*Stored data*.
____________________
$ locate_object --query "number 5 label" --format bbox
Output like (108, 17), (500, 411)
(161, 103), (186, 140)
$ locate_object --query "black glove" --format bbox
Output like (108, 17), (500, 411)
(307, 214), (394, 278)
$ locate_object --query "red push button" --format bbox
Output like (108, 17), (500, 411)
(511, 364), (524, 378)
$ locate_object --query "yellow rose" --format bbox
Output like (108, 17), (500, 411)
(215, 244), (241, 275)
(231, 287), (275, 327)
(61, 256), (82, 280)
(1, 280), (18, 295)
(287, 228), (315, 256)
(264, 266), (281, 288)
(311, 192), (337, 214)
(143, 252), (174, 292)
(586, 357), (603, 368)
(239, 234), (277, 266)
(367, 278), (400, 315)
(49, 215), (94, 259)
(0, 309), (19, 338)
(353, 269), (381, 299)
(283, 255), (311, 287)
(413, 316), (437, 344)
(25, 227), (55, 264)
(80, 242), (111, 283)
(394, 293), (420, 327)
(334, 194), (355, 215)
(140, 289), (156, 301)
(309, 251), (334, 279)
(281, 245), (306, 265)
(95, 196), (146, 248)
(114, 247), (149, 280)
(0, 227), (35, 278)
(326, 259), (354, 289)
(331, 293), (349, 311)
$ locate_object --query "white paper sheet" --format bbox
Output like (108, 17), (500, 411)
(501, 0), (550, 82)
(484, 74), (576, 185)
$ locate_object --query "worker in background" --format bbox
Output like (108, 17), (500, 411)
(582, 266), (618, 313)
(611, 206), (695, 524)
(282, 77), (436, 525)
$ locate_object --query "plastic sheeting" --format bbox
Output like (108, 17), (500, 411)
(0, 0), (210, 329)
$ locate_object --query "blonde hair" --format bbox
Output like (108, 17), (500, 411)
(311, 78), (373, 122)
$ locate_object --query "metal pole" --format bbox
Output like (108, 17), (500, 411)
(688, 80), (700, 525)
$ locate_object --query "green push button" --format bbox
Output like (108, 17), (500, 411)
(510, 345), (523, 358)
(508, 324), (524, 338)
____________________
*Prompt*. Pull every line with the word "button" from the data.

*Response to the task*.
$ locate_object --query "red push button" --format bbox
$ locate_object --query "green push button" --format bbox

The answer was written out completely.